Task prompt: Copy every one of the entries below word for word, with each line unchanged.

Record excerpts:
──────────────────────────────

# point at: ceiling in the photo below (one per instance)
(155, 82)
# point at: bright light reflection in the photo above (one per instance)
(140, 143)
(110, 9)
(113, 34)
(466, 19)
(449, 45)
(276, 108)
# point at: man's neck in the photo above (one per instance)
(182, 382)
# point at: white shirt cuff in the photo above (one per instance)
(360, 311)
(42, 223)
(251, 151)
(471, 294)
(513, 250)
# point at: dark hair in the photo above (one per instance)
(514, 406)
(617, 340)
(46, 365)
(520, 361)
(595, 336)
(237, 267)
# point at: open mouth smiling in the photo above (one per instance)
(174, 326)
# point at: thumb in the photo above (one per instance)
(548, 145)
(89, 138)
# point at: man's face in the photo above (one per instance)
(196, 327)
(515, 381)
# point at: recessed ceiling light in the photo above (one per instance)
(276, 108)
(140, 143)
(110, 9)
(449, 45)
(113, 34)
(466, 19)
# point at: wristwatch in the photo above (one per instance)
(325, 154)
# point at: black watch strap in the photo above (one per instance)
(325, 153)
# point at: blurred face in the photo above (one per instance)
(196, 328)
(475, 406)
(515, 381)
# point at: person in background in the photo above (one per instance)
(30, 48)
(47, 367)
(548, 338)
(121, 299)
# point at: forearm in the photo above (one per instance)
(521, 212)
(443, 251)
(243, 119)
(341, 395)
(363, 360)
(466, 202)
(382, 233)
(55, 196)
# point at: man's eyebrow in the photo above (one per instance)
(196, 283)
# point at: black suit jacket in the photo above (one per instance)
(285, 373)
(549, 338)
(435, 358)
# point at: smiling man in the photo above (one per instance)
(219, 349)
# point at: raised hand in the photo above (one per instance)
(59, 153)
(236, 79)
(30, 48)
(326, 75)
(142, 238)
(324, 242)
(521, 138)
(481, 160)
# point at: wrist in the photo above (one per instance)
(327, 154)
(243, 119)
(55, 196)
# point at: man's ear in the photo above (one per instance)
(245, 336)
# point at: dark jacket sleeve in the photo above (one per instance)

──────────────────────────────

Worked solution:
# point at: ceiling in the photo below (one per instance)
(155, 82)
# point at: bright light reflection in the photo above (one per instance)
(140, 143)
(110, 9)
(113, 34)
(466, 19)
(449, 45)
(276, 108)
# point at: man's neck in the photo above (one per instance)
(182, 382)
# point at: white shirt cuff in the photo above (one per instance)
(360, 311)
(42, 223)
(251, 151)
(471, 294)
(513, 250)
# point at: dark hair in the photo above (one per instance)
(514, 406)
(617, 340)
(46, 365)
(520, 361)
(595, 336)
(237, 267)
# point at: open mouth smiling in the photo above (one per instance)
(174, 326)
# point at: thumb in the photo above (one per instance)
(548, 145)
(89, 138)
# point at: man's face in the photo above (one per instance)
(196, 327)
(515, 381)
# point at: recessed ceiling light in the photo above (one per instance)
(276, 108)
(140, 143)
(110, 9)
(449, 45)
(113, 34)
(466, 19)
# point at: wristwatch in the photo above (one per instance)
(325, 154)
# point at: black watch strap in the photo above (one per instance)
(325, 153)
# point at: blurred face in the photo above (one per instance)
(196, 328)
(475, 406)
(515, 381)
# point at: person in background in the photo above (one per instance)
(30, 48)
(47, 367)
(548, 338)
(121, 299)
# point at: forearm in the photo above (one per instance)
(521, 212)
(443, 251)
(243, 119)
(341, 395)
(363, 360)
(466, 202)
(382, 233)
(55, 196)
# point at: man's eyebrow in the photo above (one per instance)
(196, 283)
# point at: black suit jacket in the photo above (one per instance)
(285, 373)
(549, 338)
(435, 358)
# point at: smiling man in the photo above (one per instance)
(219, 349)
# point at: raised hand in the photo above (one per instance)
(59, 153)
(236, 79)
(30, 48)
(326, 75)
(142, 238)
(324, 242)
(521, 138)
(481, 160)
# point at: wrist in the photo above (one per instance)
(327, 154)
(243, 119)
(55, 196)
# point at: man's ear in the photo above (one per instance)
(245, 336)
# point at: dark jacket sleeve in the photo above (one per instance)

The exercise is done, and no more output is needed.